Saved data entries:
• • • • •

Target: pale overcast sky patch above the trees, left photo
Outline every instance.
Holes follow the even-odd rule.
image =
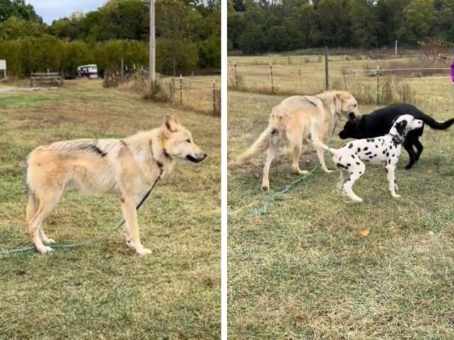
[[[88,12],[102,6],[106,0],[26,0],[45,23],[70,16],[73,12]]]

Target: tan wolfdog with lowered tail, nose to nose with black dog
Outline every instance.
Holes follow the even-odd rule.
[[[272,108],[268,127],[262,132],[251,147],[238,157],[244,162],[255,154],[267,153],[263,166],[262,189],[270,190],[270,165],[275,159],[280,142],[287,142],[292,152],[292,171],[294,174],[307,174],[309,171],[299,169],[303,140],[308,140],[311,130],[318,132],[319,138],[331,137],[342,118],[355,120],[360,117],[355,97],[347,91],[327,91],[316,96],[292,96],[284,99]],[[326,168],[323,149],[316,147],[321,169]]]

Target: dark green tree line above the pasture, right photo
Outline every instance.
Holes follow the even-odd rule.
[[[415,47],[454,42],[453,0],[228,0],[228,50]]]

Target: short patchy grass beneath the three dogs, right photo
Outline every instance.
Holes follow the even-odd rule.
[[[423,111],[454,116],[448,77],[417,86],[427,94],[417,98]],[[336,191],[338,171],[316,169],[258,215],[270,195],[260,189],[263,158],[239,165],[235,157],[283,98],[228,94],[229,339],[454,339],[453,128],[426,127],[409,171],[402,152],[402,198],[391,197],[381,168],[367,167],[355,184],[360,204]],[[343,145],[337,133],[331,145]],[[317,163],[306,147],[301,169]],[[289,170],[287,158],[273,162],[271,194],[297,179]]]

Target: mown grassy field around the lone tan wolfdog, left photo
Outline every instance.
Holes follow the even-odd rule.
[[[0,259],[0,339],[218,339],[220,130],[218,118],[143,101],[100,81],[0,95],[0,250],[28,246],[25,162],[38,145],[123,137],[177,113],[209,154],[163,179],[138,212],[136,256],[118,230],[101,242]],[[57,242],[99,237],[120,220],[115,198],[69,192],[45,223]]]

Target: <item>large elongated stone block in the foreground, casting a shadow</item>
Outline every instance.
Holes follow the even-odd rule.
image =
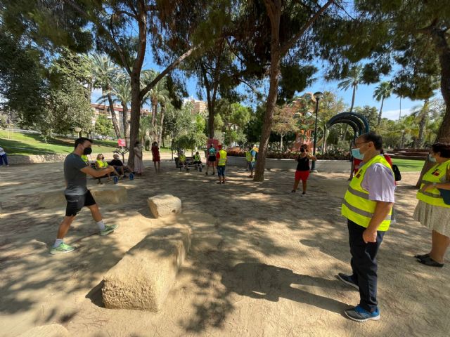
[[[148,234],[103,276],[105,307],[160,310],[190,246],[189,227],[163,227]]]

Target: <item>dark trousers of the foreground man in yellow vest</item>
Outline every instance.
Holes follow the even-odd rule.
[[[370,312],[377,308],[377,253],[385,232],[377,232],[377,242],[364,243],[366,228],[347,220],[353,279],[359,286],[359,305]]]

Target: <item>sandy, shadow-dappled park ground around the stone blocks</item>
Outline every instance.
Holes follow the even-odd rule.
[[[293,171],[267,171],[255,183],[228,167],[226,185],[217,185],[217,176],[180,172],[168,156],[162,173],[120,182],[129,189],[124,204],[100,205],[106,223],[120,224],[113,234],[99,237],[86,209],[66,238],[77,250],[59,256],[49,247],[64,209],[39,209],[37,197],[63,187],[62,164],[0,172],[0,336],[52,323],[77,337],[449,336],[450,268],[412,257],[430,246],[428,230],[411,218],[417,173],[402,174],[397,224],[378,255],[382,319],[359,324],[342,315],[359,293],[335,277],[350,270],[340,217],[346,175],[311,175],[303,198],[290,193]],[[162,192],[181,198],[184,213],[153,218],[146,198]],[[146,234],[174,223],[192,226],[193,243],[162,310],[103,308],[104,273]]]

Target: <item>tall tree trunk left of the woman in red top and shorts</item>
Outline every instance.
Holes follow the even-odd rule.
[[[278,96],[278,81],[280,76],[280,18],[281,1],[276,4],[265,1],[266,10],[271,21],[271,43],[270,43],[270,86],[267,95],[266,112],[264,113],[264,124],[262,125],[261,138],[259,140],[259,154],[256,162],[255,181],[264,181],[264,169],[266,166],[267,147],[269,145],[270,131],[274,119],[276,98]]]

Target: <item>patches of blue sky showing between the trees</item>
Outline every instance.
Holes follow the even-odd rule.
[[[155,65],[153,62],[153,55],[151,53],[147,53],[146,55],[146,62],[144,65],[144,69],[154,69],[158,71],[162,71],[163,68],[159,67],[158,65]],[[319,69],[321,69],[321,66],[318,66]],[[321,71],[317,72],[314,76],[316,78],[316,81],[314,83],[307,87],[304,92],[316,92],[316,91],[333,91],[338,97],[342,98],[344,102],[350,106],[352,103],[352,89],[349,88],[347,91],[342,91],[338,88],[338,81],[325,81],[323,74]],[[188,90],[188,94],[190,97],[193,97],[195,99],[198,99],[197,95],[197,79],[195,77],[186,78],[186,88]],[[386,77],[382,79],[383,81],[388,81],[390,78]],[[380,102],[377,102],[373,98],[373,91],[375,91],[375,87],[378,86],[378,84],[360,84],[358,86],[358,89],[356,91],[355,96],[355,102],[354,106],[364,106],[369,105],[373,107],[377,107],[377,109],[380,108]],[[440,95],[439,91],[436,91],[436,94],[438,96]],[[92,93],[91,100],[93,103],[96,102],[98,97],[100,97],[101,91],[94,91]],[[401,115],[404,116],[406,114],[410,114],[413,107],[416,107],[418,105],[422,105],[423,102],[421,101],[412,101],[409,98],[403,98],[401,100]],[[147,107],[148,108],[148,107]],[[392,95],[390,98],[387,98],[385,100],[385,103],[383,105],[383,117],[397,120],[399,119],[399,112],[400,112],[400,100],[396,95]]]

• • • • •

▶ _ACTIVITY_:
Across the data, how many lines have the word "foreground" in them? Respond with the number alone.

▶ _RESULT OF THIS EXERCISE_:
2